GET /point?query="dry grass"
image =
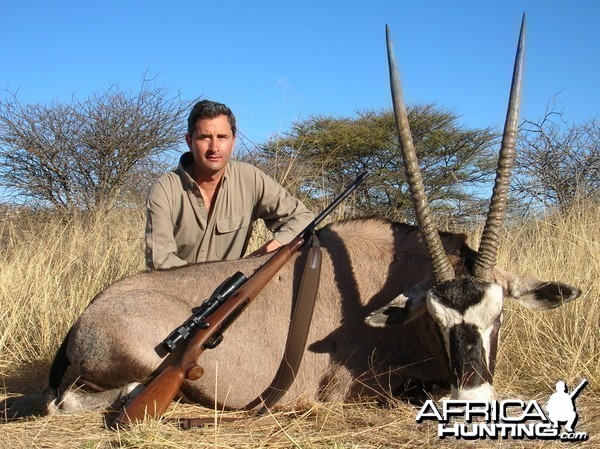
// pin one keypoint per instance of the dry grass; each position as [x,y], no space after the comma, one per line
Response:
[50,268]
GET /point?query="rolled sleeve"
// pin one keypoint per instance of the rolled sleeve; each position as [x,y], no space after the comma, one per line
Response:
[161,247]
[283,214]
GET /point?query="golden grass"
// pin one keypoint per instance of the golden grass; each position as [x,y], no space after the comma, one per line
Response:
[51,267]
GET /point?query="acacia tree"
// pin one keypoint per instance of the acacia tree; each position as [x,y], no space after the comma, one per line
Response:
[558,164]
[89,154]
[455,161]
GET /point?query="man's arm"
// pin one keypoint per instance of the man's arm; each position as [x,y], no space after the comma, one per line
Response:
[283,214]
[161,248]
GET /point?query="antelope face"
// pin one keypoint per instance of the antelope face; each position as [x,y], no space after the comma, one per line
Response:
[468,314]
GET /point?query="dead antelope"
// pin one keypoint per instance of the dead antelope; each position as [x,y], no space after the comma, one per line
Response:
[396,303]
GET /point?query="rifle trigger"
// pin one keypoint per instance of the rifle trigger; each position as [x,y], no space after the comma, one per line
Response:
[214,341]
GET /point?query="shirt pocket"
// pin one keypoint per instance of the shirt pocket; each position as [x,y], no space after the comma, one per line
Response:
[231,224]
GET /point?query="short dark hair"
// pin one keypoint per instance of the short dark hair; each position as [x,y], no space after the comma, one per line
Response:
[209,109]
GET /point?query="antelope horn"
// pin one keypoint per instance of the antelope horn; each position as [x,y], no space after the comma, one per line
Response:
[488,248]
[442,269]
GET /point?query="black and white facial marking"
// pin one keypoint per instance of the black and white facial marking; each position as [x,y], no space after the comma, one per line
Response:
[469,314]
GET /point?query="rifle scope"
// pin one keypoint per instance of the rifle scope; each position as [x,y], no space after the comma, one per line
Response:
[197,320]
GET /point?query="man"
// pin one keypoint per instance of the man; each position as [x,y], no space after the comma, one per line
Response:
[205,209]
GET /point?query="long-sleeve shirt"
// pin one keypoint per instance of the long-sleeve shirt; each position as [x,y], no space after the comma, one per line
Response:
[179,230]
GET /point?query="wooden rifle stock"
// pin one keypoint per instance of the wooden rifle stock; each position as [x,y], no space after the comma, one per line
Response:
[157,396]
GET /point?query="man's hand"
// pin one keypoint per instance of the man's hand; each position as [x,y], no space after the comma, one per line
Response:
[268,247]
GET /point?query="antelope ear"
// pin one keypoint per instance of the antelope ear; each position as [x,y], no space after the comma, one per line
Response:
[537,294]
[401,310]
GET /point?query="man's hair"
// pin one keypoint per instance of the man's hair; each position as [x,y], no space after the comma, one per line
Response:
[209,109]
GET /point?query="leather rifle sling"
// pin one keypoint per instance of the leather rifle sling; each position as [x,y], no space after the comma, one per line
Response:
[298,331]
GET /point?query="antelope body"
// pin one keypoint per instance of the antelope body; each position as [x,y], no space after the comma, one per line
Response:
[367,265]
[396,303]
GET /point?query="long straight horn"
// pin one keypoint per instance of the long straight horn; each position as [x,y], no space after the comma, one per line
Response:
[442,269]
[488,248]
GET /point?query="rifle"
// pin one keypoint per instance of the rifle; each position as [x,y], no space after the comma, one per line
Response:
[204,330]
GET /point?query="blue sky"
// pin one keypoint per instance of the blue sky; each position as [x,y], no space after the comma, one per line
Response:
[277,62]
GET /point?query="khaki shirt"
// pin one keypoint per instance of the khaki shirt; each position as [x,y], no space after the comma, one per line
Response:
[178,230]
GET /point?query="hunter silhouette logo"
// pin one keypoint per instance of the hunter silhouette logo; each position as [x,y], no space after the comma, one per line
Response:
[561,406]
[511,418]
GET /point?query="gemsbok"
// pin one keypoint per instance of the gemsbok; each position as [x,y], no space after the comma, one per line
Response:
[397,303]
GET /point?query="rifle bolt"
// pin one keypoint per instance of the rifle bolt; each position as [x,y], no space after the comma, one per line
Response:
[195,373]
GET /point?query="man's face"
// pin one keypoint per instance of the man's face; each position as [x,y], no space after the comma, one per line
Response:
[211,144]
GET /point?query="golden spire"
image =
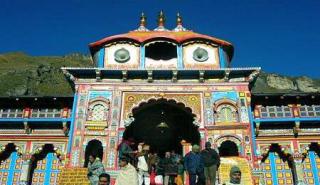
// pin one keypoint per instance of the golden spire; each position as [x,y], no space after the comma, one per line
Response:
[179,26]
[161,19]
[143,23]
[179,19]
[143,20]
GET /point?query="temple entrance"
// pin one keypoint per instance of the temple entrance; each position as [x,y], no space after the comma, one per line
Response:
[163,124]
[45,166]
[94,147]
[228,148]
[10,165]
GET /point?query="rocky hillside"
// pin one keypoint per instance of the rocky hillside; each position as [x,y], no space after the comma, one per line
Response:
[24,75]
[274,83]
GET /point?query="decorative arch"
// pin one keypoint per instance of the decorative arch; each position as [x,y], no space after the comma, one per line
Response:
[98,109]
[45,164]
[10,163]
[277,165]
[226,111]
[235,139]
[93,147]
[230,141]
[189,102]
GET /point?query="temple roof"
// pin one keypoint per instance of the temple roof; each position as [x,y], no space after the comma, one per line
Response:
[178,35]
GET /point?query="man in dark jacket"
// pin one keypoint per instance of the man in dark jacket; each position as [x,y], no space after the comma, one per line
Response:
[194,166]
[211,160]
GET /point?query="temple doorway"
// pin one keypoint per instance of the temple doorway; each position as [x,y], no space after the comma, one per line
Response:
[228,148]
[163,124]
[94,147]
[45,165]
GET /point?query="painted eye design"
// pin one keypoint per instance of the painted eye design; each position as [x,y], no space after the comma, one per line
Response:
[122,55]
[200,55]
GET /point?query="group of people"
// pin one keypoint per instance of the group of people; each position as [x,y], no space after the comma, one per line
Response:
[96,173]
[150,169]
[142,167]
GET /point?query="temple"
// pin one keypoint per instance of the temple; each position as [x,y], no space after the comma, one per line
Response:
[169,88]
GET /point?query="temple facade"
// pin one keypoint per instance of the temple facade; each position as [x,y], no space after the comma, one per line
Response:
[169,89]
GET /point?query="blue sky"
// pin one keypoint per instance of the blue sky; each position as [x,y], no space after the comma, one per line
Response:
[281,36]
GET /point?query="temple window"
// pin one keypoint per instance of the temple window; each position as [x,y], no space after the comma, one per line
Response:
[161,51]
[98,113]
[11,113]
[309,111]
[275,112]
[226,113]
[46,113]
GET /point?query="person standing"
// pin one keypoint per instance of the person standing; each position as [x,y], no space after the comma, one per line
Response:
[143,167]
[104,179]
[211,160]
[235,176]
[128,174]
[95,169]
[194,166]
[125,150]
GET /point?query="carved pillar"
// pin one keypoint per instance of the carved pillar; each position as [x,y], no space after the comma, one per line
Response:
[297,158]
[25,169]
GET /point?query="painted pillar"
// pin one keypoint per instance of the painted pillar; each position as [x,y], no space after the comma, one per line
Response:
[180,57]
[253,136]
[101,58]
[13,158]
[272,158]
[73,116]
[299,170]
[223,62]
[25,169]
[315,171]
[142,57]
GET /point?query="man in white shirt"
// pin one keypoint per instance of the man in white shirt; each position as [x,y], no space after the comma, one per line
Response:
[128,174]
[235,176]
[142,166]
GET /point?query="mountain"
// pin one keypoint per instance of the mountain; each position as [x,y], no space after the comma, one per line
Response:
[25,75]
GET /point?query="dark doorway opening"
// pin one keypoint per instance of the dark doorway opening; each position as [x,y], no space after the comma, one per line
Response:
[161,51]
[94,147]
[46,149]
[228,148]
[9,148]
[163,124]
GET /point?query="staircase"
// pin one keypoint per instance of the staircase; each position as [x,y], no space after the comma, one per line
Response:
[73,176]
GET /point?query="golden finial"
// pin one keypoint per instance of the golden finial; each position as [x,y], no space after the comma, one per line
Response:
[179,26]
[143,20]
[179,19]
[161,19]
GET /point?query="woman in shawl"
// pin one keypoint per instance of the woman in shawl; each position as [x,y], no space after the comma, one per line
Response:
[95,168]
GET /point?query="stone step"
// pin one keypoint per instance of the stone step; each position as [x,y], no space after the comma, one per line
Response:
[70,176]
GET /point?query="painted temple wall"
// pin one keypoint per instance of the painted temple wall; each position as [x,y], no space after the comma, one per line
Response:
[122,99]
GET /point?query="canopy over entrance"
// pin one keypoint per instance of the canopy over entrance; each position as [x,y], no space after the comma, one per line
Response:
[163,124]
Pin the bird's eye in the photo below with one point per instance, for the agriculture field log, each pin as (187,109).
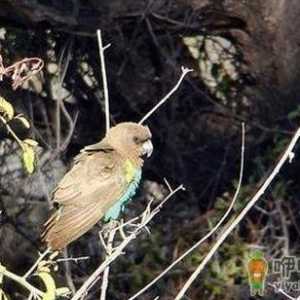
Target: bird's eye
(136,140)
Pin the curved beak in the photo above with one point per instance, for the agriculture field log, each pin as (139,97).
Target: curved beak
(147,148)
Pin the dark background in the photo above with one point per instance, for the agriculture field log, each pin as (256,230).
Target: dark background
(196,136)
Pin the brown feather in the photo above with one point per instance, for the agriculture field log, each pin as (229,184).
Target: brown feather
(96,181)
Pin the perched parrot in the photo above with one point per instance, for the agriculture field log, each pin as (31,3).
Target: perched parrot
(103,179)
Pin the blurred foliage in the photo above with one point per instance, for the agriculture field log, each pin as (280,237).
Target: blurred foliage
(197,143)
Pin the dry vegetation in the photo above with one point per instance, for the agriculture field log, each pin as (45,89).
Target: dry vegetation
(196,136)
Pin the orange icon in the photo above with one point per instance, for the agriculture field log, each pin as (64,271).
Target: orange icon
(257,272)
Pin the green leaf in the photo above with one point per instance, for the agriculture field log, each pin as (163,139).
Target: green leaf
(50,285)
(6,109)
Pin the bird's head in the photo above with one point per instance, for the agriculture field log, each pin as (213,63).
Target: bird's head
(131,140)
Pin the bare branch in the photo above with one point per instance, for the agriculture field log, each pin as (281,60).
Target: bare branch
(145,219)
(104,78)
(285,157)
(174,263)
(163,100)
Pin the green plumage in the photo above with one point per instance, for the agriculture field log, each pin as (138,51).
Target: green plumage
(104,178)
(114,212)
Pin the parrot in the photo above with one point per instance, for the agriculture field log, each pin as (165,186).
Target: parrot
(103,178)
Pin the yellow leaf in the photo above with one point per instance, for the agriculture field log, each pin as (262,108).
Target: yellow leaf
(23,120)
(30,142)
(28,158)
(50,285)
(62,292)
(6,109)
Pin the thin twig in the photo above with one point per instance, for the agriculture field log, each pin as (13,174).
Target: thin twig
(163,100)
(35,265)
(241,172)
(68,272)
(109,249)
(21,280)
(285,157)
(104,79)
(119,250)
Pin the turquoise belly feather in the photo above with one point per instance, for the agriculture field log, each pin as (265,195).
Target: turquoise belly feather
(114,212)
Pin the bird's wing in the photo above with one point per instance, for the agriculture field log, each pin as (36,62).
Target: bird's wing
(87,191)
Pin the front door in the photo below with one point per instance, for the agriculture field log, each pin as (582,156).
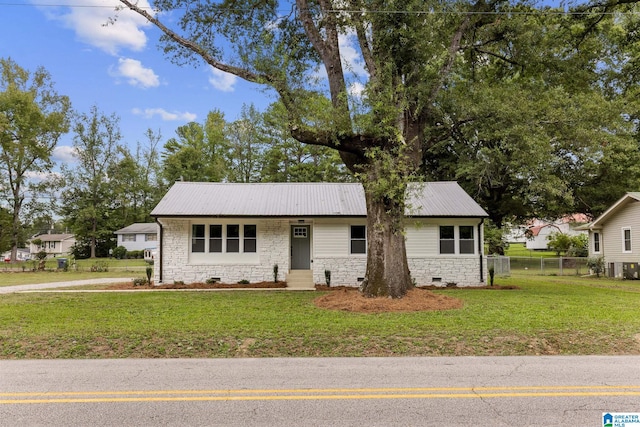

____

TASK STATEMENT ->
Each line above that contains the word "spire" must be copied.

ANSWER TO THIS EXERCISE ->
GET /point?query="golden spire"
// pin one keypoint per instance of the golden spire; each position as [x,y], no space after the comma, one per line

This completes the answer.